#### TEXTO DE ORIGEM
Os parlamentares ainda lembram a regulamentação da Anvisa não dá segurança futura a esses pacientes, porque será revista a cada três anos. A liberação da venda dos remédios à base de cannabis pode, então, ser alterada ou até cancelada em 2022. Por isso, os congressistas querem transformar tudo isso em uma lei que garanta a ampliação e também a continuidade dessas normas nos próximos anos. “Precisamos de um lastro jurídico, porque essa regulamentação pode ser alterada a qualquer tempo pelo Executivo. A lei traz, então, uma conotação mais sólida”, entende Vieira.
Por conta disso, os deputados e os senadores prometem dar seguimento à discussão sobre o uso medicinal da maconha em 2020. Na Câmara, uma comissão especial já trata do assunto e conta com apoio de deputados da esquerda e também da direita, como Marcelo Freixo (Psol-RJ) e Carla Zambelli (PSL-SP). Por isso, Paulo Teixeira e Luciano Ducci dizem que há clima para avançar com esse debate, apesar da resistência da bancada evangélica.
Eles adiantam que já inclusive audiências públicas marcadas para fevereiro e março, além de viagens de pesquisa para a Colômbia e o Canadá, pois o intuito é apresentar um relatório sobre o assunto já em abril do próximo ano. “Se o relatório for aprovado na comissão, vira um projeto de lei que vai para o Senado”, contou Ducci, explicando que a comissão tem caráter terminativo, o que permite que o relatório do colegiado não precise passar pelo plenário da Câmara caso haja acordo entre os deputados.
O Senado, por sua vez, pode nem esperar esse relatório para discutir o assunto. É que a Comissão de Direitos Humanos do Senado já aprovou a sugestão legislativa da Rede Brasileira de Redução de Danos e Direitos Humanos (Reduc) de liberar a venda e a produção nacional de remédios à base de cannabis e esse projeto já está na Comissão de Constituição e Justiça (CCJ). Na CCJ, Alessandro Vieira entregou o cargo de relator a Styvenson Valentin (Podemos-RN), que se diz favorável à regulamentação da venda, mas tem resistência à liberação do plantio.

#### INSTRUÇÕES DA TAREFA
Transcreva na íntegra, sem nenhuma alteração, o texto sobre o uso medicinal da cannabis no Congresso.

#### ENTRADAS EXTRAÍDAS

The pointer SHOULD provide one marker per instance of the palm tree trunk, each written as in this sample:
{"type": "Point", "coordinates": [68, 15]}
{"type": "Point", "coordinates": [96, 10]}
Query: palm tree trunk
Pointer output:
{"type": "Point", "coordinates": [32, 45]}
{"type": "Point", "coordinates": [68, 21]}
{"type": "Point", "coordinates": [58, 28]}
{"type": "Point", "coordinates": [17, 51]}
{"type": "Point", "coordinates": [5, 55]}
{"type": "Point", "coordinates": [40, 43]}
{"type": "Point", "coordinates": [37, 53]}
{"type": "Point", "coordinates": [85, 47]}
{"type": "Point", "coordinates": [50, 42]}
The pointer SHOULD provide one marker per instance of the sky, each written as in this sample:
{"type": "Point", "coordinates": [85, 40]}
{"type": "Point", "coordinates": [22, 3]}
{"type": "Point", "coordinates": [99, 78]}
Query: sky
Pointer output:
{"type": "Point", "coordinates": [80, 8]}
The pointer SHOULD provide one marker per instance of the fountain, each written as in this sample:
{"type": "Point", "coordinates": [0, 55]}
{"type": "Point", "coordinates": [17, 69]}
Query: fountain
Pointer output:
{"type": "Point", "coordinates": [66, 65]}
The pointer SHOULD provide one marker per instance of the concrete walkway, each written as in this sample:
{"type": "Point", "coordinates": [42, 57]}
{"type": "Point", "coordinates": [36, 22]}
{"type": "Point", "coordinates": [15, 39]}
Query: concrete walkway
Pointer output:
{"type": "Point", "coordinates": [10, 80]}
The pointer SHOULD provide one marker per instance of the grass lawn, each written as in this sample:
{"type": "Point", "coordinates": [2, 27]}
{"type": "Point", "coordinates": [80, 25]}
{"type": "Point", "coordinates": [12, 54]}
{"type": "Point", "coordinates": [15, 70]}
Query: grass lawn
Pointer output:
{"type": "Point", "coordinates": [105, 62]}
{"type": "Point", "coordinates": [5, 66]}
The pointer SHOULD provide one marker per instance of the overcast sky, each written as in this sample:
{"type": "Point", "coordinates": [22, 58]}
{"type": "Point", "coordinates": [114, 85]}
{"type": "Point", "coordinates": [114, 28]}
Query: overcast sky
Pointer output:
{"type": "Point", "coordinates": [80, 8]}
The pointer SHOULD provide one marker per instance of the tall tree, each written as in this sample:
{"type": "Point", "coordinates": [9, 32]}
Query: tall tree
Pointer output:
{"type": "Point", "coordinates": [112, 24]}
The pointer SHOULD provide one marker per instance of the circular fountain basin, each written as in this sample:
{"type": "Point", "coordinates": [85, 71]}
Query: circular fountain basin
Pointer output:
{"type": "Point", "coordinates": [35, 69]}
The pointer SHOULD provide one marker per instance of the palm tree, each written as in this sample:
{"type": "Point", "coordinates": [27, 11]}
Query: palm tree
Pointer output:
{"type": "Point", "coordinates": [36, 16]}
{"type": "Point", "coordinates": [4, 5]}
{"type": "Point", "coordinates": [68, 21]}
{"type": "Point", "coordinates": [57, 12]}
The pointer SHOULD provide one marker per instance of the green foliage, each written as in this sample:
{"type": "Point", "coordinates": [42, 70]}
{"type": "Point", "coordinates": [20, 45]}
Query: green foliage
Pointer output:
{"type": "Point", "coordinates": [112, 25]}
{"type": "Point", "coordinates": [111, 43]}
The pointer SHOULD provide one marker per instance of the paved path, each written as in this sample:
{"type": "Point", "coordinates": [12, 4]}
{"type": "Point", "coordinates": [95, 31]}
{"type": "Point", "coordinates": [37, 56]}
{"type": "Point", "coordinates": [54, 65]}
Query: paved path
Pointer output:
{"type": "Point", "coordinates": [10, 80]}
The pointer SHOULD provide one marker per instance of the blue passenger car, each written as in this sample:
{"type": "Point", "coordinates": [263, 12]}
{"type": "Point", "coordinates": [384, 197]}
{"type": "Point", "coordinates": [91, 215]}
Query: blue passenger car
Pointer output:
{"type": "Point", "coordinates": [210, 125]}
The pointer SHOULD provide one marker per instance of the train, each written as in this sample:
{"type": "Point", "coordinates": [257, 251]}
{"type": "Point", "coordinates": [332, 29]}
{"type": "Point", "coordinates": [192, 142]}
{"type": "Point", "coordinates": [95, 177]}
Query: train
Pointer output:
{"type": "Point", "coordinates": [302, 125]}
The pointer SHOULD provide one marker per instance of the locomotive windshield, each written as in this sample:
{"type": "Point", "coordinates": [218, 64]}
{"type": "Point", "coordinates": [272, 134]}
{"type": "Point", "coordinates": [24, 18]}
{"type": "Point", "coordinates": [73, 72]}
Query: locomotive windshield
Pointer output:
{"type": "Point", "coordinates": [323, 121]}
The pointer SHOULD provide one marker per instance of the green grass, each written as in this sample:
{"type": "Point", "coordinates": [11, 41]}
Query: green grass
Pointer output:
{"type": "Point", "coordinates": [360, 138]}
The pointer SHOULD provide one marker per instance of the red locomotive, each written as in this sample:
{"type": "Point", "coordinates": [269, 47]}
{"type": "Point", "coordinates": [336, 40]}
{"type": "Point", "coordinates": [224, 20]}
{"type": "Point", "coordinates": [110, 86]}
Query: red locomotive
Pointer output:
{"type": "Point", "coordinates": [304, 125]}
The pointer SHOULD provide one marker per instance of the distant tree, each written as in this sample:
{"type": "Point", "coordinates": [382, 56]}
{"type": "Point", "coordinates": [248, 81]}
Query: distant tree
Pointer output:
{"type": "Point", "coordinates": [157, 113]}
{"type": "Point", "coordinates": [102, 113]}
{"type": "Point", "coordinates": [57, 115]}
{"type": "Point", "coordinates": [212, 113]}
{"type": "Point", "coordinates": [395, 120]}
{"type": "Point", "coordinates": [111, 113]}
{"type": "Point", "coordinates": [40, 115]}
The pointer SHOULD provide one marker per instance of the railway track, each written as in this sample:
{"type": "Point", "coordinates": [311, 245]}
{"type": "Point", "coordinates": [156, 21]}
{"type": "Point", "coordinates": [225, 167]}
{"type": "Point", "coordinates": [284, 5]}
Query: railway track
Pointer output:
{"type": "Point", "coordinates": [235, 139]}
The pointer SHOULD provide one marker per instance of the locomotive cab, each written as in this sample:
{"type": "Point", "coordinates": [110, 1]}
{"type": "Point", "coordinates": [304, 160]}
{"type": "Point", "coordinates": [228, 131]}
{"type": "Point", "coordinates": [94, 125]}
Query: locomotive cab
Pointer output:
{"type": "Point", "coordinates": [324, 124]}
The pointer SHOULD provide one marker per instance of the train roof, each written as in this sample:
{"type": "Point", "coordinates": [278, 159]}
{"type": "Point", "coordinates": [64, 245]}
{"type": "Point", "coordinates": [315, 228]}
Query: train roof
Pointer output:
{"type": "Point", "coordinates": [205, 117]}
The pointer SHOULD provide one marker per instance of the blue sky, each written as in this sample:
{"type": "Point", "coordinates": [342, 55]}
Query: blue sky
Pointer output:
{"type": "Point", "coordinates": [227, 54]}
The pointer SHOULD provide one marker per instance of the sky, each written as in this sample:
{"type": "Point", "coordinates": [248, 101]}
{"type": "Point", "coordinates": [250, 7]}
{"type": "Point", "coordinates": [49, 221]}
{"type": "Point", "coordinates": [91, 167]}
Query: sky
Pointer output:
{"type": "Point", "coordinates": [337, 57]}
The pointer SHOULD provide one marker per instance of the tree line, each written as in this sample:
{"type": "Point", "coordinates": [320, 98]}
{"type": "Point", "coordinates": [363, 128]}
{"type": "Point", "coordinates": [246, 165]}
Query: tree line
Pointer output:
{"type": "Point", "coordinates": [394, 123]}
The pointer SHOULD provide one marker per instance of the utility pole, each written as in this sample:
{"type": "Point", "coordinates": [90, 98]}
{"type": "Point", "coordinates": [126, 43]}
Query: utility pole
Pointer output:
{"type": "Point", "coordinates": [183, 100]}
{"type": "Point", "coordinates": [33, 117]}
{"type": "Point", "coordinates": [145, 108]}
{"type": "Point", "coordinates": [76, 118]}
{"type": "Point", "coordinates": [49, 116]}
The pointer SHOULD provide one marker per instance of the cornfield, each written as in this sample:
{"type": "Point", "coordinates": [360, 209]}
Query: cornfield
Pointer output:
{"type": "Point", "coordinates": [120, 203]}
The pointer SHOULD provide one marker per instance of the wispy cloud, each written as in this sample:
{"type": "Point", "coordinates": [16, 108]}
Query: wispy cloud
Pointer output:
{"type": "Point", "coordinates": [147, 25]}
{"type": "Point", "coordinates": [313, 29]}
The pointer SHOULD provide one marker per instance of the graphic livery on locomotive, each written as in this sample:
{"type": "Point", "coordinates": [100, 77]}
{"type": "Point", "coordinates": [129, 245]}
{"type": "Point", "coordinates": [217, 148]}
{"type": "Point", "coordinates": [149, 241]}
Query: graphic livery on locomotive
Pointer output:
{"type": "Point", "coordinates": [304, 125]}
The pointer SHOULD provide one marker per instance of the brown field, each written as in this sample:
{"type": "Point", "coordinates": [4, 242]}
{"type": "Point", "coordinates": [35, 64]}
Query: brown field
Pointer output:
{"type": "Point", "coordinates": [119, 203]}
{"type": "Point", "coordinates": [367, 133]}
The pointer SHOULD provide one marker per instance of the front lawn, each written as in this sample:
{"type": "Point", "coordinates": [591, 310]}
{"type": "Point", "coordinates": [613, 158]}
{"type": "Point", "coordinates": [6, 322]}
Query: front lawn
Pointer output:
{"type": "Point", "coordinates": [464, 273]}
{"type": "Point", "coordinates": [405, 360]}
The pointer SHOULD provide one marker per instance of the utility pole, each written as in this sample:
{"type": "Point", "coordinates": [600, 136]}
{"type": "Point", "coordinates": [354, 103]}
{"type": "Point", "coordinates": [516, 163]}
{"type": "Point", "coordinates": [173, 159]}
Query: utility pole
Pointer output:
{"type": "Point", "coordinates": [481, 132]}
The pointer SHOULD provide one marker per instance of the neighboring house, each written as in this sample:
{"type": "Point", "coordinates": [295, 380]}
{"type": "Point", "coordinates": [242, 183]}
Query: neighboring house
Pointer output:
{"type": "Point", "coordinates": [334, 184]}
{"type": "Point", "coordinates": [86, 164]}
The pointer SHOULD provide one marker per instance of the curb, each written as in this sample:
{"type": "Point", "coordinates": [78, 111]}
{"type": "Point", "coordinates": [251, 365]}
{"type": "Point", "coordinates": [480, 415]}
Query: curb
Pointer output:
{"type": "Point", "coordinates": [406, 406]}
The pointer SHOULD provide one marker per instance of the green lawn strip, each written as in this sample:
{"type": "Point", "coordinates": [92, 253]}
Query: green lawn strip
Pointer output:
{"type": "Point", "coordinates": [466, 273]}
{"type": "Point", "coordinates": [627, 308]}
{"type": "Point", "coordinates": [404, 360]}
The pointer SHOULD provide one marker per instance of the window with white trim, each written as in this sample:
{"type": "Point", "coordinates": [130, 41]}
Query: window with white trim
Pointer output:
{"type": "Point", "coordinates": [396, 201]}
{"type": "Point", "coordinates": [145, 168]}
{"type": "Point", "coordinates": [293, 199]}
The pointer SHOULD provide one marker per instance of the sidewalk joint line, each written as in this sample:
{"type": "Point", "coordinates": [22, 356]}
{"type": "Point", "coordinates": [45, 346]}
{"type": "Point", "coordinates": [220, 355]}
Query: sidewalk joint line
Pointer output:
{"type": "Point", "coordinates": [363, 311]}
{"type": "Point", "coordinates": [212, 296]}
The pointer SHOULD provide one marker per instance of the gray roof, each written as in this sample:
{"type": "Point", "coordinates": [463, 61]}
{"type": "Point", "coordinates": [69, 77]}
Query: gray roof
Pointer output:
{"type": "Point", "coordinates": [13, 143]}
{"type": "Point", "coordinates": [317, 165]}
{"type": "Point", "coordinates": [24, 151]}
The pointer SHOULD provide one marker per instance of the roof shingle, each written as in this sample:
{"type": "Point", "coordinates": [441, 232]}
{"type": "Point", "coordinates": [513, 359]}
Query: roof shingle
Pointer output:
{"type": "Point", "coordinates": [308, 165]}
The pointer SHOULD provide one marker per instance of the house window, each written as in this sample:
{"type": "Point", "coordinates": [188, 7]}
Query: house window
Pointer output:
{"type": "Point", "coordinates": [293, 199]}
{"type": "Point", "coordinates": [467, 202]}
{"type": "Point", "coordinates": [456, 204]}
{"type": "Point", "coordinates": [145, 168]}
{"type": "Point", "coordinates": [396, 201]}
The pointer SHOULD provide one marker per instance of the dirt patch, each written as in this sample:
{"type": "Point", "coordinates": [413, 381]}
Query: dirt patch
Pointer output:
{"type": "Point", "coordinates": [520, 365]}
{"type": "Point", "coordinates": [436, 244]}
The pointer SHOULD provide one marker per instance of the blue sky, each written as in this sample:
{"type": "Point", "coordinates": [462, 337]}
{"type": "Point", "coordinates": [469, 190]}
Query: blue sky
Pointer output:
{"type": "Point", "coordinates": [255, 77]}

#### RESPOSTA
Os parlamentares ainda lembram a regulamentação da Anvisa não dá segurança futura a esses pacientes, porque será revista a cada três anos. A liberação da venda dos remédios à base de cannabis pode, então, ser alterada ou até cancelada em 2022. Por isso, os congressistas querem transformar tudo isso em uma lei que garanta a ampliação e também a continuidade dessas normas nos próximos anos. “Precisamos de um lastro jurídico, porque essa regulamentação pode ser alterada a qualquer tempo pelo Executivo. A lei traz, então, uma conotação mais sólida”, entende Vieira.
Por conta disso, os deputados e os senadores prometem dar seguimento à discussão sobre o uso medicinal da maconha em 2020. Na Câmara, uma comissão especial já trata do assunto e conta com apoio de deputados da esquerda e também da direita, como Marcelo Freixo (Psol-RJ) e Carla Zambelli (PSL-SP). Por isso, Paulo Teixeira e Luciano Ducci dizem que há clima para avançar com esse debate, apesar da resistência da bancada evangélica.
Eles adiantam que já inclusive audiências públicas marcadas para fevereiro e março, além de viagens de pesquisa para a Colômbia e o Canadá, pois o intuito é apresentar um relatório sobre o assunto já em abril do próximo ano. “Se o relatório for aprovado na comissão, vira um projeto de lei que vai para o Senado”, contou Ducci, explicando que a comissão tem caráter terminativo, o que permite que o relatório do colegiado não precise passar pelo plenário da Câmara caso haja acordo entre os deputados.
O Senado, por sua vez, pode nem esperar esse relatório para discutir o assunto. É que a Comissão de Direitos Humanos do Senado já aprovou a sugestão legislativa da Rede Brasileira de Redução de Danos e Direitos Humanos (Reduc) de liberar a venda e a produção nacional de remédios à base de cannabis e esse projeto já está na Comissão de Constituição e Justiça (CCJ). Na CCJ, Alessandro Vieira entregou o cargo de relator a Styvenson Valentin (Podemos-RN), que se diz favorável à regulamentação da venda, mas tem resistência à liberação do plantio.